Mr. Enright spent a few weeks in Afghanistan and he saw no combat.  He went home to America, got drunk, and he slashed a taxi driver’s throat.  Nearly killed the guy.

Enright’s lawyer, of course, started talking about PTSD.

McChrystal’s crew was on a roll.  In addition to Enright, they embedded Michael Hastings from Rolling Stone, during a command trip to Europe.  Some of the crew, including McChrystal, reportedly got stumbling drunk with Hastings on 16 April, staggering out of a Paris bar after midnight.

Hasting’s book has the chapter:

TOTALLY SHIT-FACED
APRIL 16, 2010, PARIS

Jake [McChrystal staffer] wobbled up the stairs in the lobby, a glass of beer he’d taken from the bar still in his hand.  Charlie [a Colonel] collapsed in a chair in the lobby, checking his Blackberry.”

“That’s dangerous to do while drunk,” [Hastings] said to him.

On 15 April, the day before they got drunk in Paris, McChrystal’s bunch dis-embedded me in Kandahar.  People were calling me crazy for saying that two Generals should be fired.  I started to leave Kandahar Airfield to stay downtown in Kandahar City.  I was late getting to the house, which was lucky: A truck bomb hit it that night, leaving many dead and injured.

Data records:
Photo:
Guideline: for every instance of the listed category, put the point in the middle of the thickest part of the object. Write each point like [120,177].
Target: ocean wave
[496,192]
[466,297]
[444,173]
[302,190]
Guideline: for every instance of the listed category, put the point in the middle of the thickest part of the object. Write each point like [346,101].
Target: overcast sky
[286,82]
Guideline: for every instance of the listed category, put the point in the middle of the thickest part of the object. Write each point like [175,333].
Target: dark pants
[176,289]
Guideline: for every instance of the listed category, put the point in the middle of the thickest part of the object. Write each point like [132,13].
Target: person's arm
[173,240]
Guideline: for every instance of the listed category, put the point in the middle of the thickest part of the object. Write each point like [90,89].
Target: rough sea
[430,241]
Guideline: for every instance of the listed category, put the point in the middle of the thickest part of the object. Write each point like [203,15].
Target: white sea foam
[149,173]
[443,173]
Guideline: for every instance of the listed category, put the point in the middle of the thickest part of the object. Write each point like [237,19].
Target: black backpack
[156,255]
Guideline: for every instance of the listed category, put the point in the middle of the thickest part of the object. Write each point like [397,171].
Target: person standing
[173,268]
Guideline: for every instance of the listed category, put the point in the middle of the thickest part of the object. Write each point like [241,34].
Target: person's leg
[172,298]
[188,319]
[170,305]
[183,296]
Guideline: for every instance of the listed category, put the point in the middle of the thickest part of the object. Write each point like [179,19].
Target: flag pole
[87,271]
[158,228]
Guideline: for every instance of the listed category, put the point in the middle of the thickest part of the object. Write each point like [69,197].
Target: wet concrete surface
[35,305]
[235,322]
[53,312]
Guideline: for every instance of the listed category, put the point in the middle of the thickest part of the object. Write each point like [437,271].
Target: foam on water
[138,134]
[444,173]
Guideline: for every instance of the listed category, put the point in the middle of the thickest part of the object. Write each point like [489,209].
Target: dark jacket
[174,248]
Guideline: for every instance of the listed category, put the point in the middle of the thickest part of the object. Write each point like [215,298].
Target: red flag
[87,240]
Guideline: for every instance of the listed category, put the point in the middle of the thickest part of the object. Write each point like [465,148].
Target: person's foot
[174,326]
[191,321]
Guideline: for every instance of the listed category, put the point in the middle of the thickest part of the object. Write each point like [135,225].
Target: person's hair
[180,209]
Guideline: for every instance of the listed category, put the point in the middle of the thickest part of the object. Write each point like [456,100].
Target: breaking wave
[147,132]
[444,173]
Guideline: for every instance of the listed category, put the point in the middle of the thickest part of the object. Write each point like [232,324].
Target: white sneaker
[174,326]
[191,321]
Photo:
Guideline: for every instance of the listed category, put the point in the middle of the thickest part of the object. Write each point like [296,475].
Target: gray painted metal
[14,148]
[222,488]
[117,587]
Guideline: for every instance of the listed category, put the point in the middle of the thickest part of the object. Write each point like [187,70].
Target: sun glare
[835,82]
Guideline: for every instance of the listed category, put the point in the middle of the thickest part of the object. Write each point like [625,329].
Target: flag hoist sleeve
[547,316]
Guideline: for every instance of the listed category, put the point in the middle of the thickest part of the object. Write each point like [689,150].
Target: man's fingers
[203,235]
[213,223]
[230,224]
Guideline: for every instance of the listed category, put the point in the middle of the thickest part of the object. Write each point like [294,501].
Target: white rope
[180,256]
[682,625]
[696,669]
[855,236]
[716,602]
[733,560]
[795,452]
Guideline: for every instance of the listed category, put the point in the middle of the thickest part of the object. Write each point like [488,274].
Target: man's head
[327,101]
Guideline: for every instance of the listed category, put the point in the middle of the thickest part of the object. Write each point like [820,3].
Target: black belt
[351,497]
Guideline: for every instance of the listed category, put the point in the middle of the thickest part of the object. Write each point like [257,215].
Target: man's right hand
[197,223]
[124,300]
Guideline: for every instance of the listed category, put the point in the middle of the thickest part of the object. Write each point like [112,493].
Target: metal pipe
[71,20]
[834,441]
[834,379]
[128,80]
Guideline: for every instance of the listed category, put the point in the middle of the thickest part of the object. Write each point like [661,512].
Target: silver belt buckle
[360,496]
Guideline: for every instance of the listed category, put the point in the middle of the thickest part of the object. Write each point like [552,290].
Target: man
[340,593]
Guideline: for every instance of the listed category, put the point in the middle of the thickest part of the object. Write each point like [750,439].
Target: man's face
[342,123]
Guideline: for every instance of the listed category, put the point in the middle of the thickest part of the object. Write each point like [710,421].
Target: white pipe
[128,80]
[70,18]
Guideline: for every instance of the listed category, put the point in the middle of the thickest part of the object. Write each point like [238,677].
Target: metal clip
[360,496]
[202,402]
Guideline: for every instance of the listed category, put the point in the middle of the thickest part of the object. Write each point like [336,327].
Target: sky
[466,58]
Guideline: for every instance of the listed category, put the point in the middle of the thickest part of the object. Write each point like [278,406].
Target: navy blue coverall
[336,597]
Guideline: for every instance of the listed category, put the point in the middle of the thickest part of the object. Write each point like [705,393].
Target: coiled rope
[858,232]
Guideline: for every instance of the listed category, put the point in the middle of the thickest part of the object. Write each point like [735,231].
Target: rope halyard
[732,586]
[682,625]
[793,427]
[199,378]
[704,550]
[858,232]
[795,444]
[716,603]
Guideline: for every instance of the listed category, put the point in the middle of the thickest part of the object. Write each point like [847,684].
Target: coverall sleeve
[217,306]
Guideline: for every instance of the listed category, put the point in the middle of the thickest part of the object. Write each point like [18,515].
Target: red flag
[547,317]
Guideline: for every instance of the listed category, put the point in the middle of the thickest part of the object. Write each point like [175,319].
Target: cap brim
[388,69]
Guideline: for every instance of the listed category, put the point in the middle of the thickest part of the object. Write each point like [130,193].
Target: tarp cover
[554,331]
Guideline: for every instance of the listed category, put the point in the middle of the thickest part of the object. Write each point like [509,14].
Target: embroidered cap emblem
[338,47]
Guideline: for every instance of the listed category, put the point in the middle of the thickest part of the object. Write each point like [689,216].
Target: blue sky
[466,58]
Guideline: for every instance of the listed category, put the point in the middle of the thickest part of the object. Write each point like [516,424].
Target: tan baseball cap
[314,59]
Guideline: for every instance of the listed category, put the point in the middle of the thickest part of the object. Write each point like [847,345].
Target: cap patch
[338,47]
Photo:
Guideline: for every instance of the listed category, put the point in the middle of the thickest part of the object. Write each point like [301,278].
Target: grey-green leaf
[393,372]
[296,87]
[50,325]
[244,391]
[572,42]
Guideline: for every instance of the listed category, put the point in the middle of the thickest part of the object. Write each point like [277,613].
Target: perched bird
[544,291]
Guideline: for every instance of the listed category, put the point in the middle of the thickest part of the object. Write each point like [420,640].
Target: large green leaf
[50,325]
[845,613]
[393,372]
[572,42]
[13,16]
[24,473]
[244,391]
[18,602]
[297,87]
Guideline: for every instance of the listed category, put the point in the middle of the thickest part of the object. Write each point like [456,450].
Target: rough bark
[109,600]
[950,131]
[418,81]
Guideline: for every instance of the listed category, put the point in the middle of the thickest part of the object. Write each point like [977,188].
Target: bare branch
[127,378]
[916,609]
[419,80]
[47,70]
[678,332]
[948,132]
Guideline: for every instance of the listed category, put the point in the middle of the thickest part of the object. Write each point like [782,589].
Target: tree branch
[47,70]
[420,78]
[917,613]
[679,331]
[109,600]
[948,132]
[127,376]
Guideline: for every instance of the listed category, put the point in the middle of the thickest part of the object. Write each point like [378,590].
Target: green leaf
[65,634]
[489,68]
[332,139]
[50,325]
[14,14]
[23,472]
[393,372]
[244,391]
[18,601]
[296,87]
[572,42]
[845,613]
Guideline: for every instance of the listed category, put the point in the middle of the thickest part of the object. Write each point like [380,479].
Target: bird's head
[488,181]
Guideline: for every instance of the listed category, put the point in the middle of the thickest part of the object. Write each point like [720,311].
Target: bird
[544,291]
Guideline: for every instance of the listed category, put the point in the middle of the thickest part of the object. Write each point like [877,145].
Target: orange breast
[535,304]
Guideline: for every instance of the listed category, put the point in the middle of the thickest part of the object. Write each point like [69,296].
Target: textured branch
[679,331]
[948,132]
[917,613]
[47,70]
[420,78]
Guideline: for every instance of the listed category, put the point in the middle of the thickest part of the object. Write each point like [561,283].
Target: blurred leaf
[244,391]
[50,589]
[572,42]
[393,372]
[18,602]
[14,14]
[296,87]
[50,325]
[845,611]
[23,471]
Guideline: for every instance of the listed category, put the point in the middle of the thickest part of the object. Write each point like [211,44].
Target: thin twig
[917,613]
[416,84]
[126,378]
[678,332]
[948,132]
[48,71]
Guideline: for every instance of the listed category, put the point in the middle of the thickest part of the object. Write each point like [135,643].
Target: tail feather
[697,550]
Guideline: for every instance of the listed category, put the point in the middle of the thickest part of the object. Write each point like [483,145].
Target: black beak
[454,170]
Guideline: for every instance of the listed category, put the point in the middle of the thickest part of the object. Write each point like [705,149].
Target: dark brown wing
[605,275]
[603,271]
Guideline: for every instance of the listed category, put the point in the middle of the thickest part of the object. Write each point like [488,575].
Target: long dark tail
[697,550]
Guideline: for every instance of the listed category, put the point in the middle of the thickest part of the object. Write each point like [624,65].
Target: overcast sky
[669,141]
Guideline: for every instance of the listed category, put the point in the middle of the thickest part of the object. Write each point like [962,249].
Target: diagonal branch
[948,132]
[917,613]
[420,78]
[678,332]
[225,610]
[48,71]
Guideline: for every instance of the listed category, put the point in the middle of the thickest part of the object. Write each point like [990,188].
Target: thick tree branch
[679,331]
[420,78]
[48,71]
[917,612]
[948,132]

EXERCISE: Please reproduce word for word everything from "On 15 April, the" down to "dead and injured." in the passage about McChrystal's crew above.

RESULT FOR THIS TASK:
On 15 April, the day before they got drunk in Paris, McChrystal’s bunch dis-embedded me in Kandahar.  People were calling me crazy for saying that two Generals should be fired.  I started to leave Kandahar Airfield to stay downtown in Kandahar City.  I was late getting to the house, which was lucky: A truck bomb hit it that night, leaving many dead and injured.